Questions on the material:
1. In the article on access to the myeloma drug Daratumumab in New Zealand:
(a) How many New Zealanders die from all forms of cancer each year, according to the Cancer Control Agency?
(b) In what year did Yanssen first submit its application?
(c) When was Nichola Oakenfull diagnosed with multiple myeloma?
2. Carry on the article about access to the myeloma drug Daratumumab in New Zealand, starting after its last sentence.

*** Text excerpt Section Begins ***

Around 360 Kiwis are each year diagnosed with multiple myeloma, a cancer of plasma cells that usually arises in the bone marrow. Photo / 123RF
Kiwi cancer sufferers are being denied a drug that saves lives in other countries, including Australia and the United States.
The drug Daratumumab is used to treat myeloma, a blood cancer that affects white blood cells and weakens bones. Up to 2500 New Zealanders are currently living with myeloma. One new case is diagnosed every day, and on average one Kiwi dies of myeloma every second day, according to Myeloma New Zealand.
About 9000 New Zealanders die from all forms of cancer each year, according to the Cancer Control Agency.
The life-saving drug is not currently funded by Pharmac although officials from the government agency, which decides which medicines are subsidised for the public, said Daratumumab is among several myeloma treatments under consideration. Auckland-based supplier Yanssen has submitted an application that a Pharmac committee is discussing this week.
Yanssen first submitted its application in 2017. It’s a frustrating process for Wellington woman Nichola Oakenfull, who was diagnosed with multiple myeloma in June 2020. At 40, she is 30 years younger than the average age for this cancer.

*** Text excerpt Section Ends ***
*** Supplied entries Section Begins ***

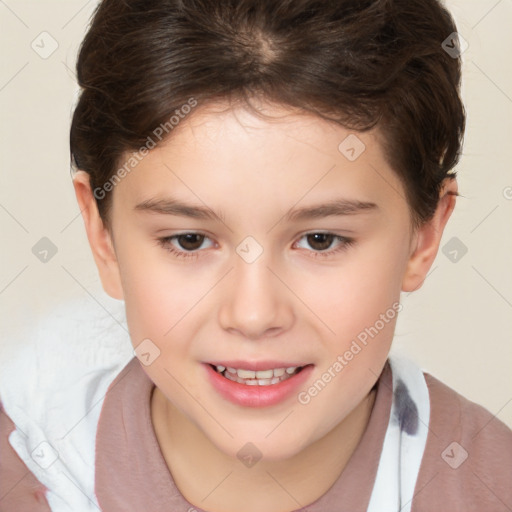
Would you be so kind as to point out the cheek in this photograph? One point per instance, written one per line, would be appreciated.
(352, 296)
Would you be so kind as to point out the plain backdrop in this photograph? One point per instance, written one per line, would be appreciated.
(457, 326)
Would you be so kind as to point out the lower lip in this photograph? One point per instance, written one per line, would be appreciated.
(257, 396)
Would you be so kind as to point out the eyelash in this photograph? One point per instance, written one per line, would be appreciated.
(345, 243)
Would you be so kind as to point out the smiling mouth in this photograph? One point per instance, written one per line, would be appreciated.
(258, 378)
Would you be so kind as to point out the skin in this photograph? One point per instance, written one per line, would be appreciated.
(287, 305)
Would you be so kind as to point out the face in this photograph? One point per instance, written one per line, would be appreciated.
(300, 261)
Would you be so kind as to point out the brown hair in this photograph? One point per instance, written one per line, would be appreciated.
(361, 63)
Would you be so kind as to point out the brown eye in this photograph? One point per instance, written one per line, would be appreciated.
(320, 241)
(190, 241)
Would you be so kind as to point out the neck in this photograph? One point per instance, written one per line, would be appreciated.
(211, 480)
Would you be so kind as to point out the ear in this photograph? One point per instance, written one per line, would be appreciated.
(99, 237)
(427, 238)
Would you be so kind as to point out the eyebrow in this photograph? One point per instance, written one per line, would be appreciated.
(336, 207)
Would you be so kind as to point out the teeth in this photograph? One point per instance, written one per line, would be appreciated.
(260, 377)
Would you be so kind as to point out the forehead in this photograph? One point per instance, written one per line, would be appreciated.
(223, 156)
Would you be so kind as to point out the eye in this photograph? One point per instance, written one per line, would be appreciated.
(320, 242)
(190, 242)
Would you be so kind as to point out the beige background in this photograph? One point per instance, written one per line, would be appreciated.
(457, 327)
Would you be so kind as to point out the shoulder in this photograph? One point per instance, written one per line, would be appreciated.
(19, 488)
(467, 463)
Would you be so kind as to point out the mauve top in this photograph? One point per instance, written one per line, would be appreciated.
(132, 475)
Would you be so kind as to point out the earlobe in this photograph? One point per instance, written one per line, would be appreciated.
(99, 237)
(428, 237)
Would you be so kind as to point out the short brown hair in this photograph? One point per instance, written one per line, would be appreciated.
(361, 63)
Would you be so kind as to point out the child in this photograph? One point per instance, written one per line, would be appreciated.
(307, 148)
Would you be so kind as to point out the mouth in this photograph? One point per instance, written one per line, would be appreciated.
(260, 377)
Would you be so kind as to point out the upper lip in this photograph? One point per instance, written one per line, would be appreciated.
(256, 365)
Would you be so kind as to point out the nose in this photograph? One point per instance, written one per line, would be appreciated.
(255, 303)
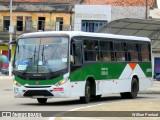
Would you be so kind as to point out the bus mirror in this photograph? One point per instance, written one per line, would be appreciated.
(13, 42)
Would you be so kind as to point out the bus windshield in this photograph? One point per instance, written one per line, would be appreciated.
(41, 55)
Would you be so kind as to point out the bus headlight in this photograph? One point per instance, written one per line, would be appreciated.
(17, 83)
(61, 82)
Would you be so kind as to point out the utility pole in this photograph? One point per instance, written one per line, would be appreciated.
(146, 9)
(11, 30)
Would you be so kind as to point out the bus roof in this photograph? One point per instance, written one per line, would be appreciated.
(80, 33)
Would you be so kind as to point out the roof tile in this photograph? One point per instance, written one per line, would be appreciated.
(41, 1)
(118, 2)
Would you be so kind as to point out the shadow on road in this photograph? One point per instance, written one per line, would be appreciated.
(77, 101)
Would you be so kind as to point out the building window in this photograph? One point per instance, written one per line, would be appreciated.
(92, 26)
(20, 23)
(59, 24)
(41, 23)
(28, 23)
(6, 22)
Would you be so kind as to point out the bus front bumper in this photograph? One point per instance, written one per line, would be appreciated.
(41, 91)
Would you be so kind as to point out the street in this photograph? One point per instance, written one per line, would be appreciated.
(114, 102)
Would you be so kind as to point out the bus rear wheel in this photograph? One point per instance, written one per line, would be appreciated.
(42, 100)
(86, 98)
(134, 90)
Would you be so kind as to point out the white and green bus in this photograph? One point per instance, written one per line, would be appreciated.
(79, 64)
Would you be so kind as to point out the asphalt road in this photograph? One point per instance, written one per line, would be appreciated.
(9, 103)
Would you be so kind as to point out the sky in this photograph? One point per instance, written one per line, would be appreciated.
(158, 2)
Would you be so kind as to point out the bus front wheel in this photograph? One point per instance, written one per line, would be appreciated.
(134, 90)
(87, 96)
(42, 100)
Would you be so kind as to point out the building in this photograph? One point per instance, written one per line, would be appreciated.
(93, 14)
(32, 16)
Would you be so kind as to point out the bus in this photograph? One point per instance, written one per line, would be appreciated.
(63, 64)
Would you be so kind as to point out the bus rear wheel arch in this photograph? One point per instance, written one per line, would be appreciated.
(134, 89)
(42, 100)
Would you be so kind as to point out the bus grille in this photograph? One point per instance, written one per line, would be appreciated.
(30, 93)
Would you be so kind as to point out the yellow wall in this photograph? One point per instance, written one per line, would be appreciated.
(50, 18)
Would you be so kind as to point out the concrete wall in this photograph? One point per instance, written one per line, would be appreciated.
(119, 12)
(91, 12)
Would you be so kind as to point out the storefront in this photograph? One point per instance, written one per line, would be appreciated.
(89, 18)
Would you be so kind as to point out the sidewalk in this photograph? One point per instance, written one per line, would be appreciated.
(155, 89)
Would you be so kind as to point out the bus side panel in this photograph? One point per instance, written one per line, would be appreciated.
(122, 84)
(77, 83)
(145, 76)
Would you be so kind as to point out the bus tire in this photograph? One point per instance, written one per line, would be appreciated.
(134, 90)
(42, 100)
(86, 98)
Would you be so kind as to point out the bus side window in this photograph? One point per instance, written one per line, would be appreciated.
(90, 50)
(106, 51)
(120, 51)
(76, 53)
(145, 52)
(133, 51)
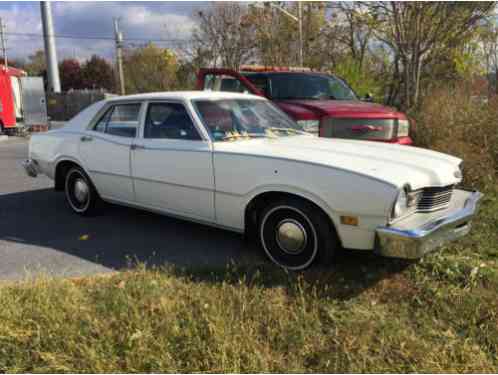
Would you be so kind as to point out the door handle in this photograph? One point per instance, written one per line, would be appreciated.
(86, 138)
(137, 147)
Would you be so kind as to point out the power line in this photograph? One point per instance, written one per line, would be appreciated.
(110, 38)
(4, 48)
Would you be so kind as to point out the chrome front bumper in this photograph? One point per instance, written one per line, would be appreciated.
(31, 167)
(422, 233)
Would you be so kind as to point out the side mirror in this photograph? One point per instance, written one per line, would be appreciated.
(368, 98)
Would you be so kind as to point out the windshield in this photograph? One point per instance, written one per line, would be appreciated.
(310, 87)
(232, 119)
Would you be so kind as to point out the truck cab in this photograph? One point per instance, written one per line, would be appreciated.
(22, 100)
(322, 103)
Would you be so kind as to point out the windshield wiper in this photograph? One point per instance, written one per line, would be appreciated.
(288, 130)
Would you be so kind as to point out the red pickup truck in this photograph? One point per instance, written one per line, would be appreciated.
(324, 104)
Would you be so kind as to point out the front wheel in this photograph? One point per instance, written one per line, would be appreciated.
(295, 234)
(80, 193)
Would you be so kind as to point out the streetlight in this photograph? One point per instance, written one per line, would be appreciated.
(298, 19)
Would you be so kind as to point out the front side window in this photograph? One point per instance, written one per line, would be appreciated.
(120, 120)
(234, 119)
(306, 86)
(170, 121)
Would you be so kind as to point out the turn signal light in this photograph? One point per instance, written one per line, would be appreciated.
(349, 220)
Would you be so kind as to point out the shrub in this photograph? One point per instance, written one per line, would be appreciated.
(452, 120)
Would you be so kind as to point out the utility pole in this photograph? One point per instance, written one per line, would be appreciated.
(300, 22)
(4, 48)
(298, 19)
(118, 35)
(54, 83)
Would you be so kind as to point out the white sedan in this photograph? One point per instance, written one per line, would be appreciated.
(236, 161)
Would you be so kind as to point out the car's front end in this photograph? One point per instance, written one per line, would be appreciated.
(423, 220)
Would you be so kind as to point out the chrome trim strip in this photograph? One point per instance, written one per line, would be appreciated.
(173, 184)
(414, 243)
(174, 215)
(155, 148)
(307, 163)
(151, 180)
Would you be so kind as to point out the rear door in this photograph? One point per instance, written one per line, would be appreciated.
(105, 150)
(172, 164)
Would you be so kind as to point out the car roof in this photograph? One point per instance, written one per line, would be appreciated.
(185, 95)
(253, 74)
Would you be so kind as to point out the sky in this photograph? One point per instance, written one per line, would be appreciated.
(140, 21)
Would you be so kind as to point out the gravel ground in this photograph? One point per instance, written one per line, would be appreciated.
(39, 234)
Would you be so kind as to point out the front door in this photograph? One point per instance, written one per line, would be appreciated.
(172, 165)
(105, 150)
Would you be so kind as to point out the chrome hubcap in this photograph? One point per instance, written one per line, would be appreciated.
(291, 236)
(80, 190)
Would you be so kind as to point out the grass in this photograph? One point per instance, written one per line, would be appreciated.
(366, 314)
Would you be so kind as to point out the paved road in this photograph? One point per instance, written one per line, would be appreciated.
(38, 233)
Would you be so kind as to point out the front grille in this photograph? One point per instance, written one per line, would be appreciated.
(434, 198)
(357, 128)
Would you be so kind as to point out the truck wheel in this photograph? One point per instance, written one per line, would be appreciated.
(80, 192)
(295, 234)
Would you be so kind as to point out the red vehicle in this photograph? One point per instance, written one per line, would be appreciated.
(9, 96)
(22, 100)
(322, 103)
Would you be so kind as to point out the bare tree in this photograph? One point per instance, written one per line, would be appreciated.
(225, 35)
(417, 32)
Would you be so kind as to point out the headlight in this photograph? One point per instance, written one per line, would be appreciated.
(403, 128)
(310, 126)
(401, 205)
(459, 172)
(406, 202)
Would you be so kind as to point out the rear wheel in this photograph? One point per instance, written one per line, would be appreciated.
(296, 234)
(80, 192)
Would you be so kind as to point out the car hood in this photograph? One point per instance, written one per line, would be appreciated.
(338, 108)
(393, 164)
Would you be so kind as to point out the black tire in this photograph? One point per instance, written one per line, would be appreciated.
(81, 195)
(316, 239)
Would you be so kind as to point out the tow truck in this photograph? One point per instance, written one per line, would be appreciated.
(324, 104)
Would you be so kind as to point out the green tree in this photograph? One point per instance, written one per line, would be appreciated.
(418, 34)
(97, 73)
(150, 68)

*** Supplied entries Section Ends ***

Answers for the tasks:
1.
(a) About 9000
(b) 2017
(c) June 2020

2.
She said: “I was told to expect to live 10 to 12 years. I’m on continual treatment now, but I don’t know if I will even get the 10 to 12 years. The treatments that allow myeloma to be managed more like a chronic rather than fatal disease, that are standard of care throughout the Western world, are simply not available here.
“I’m only 43, and I should have years ahead of me to work and be a mum and wife. I could if we sold up and moved to Australia but we simply can’t afford that. New Zealanders need to know how dire the state of medicines funding is in New Zealand and the pain and grief it causes for families like mine.
“When I was diagnosed, my son was 6 years old, my husband had a business that I helped with and I was working full-time in a senior role that I loved. In the following 18 months I went through 32 weeks of chemotherapy and a stem cell transplant that I was told could buy me two years before I’d relapse.
“The prospect of dying before my son finishes school is unspeakable.”
Daratumumab is available in Australia. National’s health spokesman Dr Shane Reti said: “I am interested in reducing the current 18 chemotherapeutics that are funded in Australia and not in New Zealand.”
Health minister Andrew Little said: “Politicians don’t decide which medicines should be funded.” He points to the Government’s $71 million boost to Pharmac this year, and an earmarked $120 million increase next year.
Pharmac’s director of operations, Lisa Williams, said that daratumumab is among several myeloma treatments currently being “considered” for funding. “They are medicines we would like to fund when we have the budget available …They have received positive recommendations from our specialist advisory committees and the next step will be for us to rank these as options for investment.”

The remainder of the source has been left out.